Goal —
Pull out every line of the listing below that contains the word "receive", matching case exactly.

Data provided —

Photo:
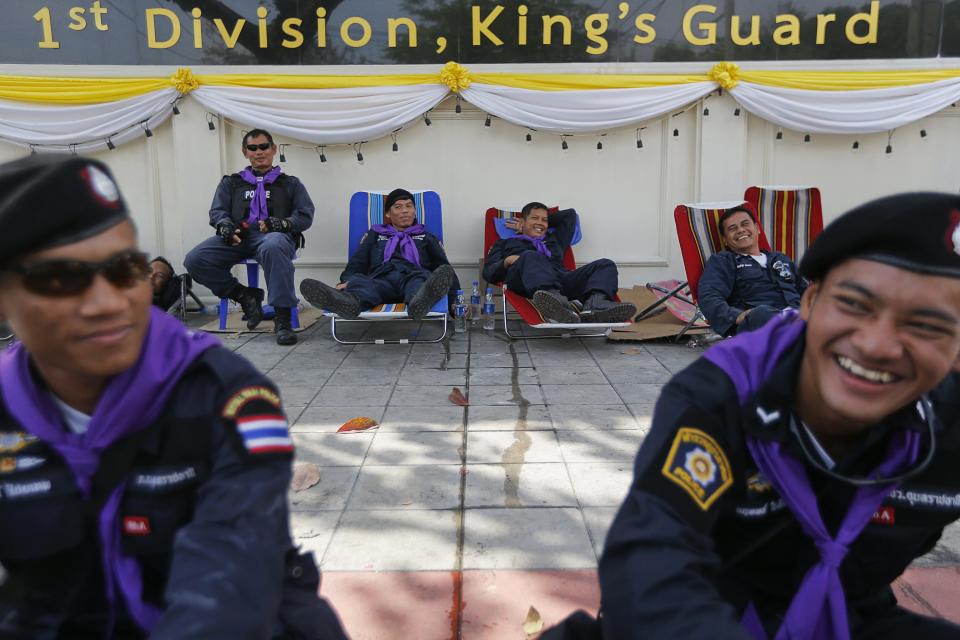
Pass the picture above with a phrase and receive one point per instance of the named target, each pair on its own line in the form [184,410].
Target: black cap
==
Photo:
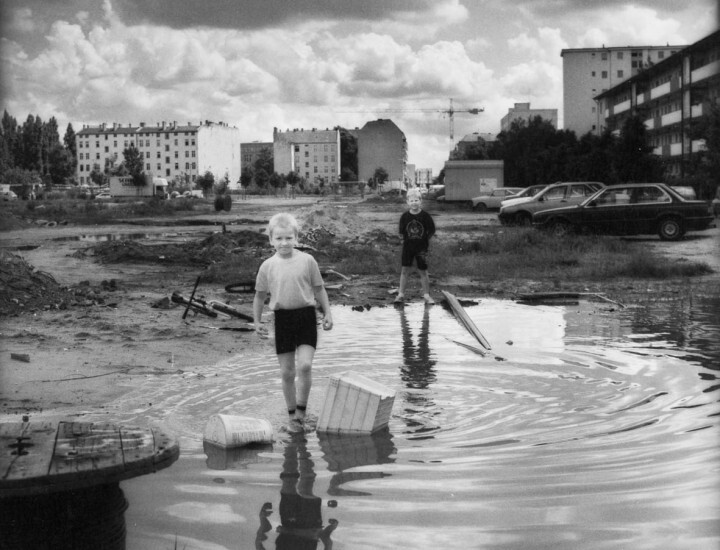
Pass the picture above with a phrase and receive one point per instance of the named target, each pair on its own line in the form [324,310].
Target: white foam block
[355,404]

Response —
Pass the picture above with a phrase and receive one point per instance of the named target, each pair on its own line in the form [184,410].
Pass the picture above with a phrase and receive one point per instance of the named target, each pair on its own line in the form [324,310].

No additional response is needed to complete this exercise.